start
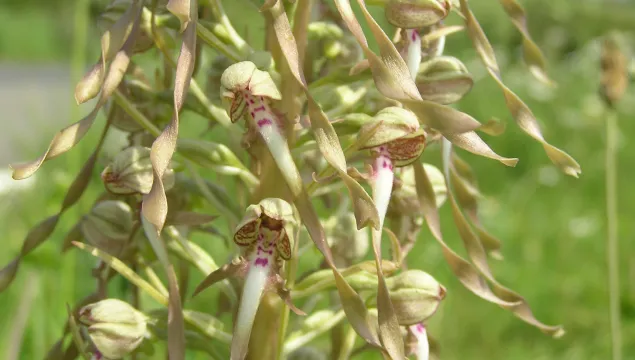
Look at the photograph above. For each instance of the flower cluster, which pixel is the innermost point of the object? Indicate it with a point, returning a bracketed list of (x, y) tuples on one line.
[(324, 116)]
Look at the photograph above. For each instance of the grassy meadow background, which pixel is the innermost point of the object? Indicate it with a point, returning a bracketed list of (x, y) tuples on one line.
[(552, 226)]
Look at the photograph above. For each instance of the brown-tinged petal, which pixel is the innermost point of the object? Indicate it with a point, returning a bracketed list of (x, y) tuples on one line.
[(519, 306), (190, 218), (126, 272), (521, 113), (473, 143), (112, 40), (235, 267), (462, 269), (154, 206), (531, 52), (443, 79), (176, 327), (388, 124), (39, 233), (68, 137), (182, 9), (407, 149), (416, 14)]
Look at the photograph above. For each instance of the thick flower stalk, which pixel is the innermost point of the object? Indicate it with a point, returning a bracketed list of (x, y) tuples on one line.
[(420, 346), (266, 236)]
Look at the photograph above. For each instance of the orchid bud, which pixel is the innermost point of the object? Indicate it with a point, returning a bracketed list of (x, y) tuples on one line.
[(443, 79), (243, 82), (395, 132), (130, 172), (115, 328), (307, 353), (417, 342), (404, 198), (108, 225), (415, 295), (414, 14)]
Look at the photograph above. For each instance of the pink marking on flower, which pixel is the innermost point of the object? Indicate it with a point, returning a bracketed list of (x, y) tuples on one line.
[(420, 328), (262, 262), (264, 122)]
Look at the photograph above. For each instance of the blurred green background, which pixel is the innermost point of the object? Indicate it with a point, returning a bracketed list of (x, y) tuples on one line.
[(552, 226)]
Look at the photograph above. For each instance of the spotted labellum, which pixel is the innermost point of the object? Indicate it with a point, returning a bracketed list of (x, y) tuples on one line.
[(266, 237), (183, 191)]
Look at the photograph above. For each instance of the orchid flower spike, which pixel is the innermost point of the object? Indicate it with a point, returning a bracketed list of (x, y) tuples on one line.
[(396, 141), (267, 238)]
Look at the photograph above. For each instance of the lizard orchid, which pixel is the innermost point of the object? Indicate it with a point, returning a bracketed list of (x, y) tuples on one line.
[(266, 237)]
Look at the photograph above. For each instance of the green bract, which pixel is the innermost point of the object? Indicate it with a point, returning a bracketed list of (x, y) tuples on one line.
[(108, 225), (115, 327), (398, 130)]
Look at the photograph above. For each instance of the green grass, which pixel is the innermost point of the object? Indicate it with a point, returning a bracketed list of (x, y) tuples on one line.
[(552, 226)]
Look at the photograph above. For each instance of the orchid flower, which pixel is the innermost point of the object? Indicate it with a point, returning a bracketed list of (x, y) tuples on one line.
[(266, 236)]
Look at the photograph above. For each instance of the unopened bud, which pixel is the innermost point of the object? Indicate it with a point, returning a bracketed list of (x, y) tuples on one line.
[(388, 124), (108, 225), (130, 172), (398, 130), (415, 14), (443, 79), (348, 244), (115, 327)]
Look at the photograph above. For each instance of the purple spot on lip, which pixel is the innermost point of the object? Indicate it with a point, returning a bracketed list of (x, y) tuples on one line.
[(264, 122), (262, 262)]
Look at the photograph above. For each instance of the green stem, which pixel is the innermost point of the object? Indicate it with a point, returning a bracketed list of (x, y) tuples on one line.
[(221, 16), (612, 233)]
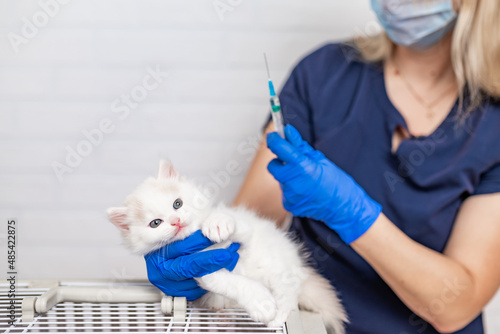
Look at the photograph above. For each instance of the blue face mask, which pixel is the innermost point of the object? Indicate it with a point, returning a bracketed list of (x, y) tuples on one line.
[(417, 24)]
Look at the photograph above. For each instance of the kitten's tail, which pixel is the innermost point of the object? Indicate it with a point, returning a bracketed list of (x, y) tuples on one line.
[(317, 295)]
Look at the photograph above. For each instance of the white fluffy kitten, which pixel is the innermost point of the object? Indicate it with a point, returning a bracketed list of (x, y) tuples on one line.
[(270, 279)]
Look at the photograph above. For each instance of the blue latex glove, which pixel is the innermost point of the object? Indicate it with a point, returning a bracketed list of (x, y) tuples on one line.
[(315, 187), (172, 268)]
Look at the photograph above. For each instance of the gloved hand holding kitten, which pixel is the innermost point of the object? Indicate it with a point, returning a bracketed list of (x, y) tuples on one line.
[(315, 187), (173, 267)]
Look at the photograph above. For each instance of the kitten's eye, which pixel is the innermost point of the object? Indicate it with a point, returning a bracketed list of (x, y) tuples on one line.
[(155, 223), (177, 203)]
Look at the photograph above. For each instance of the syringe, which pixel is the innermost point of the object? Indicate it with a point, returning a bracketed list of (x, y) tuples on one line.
end
Goal of the exercise: Can you write out, character for character, the stretch from the line containing "of the brown-tinged" through the line containing "149), (416, 14)]", including both of those lines?

Expected output:
Look at the photograph above. For each instance of the brown-tinged petal, which pixel is the innermost point of the object? Indicate it with a point, returning a bracketed list of (x, y) tuples on one line.
[(519, 306), (190, 218), (126, 272), (521, 113), (473, 143), (112, 40), (235, 267), (462, 269), (154, 206), (531, 52), (443, 79), (176, 327), (388, 124), (39, 233), (68, 137), (182, 9), (407, 149), (416, 14)]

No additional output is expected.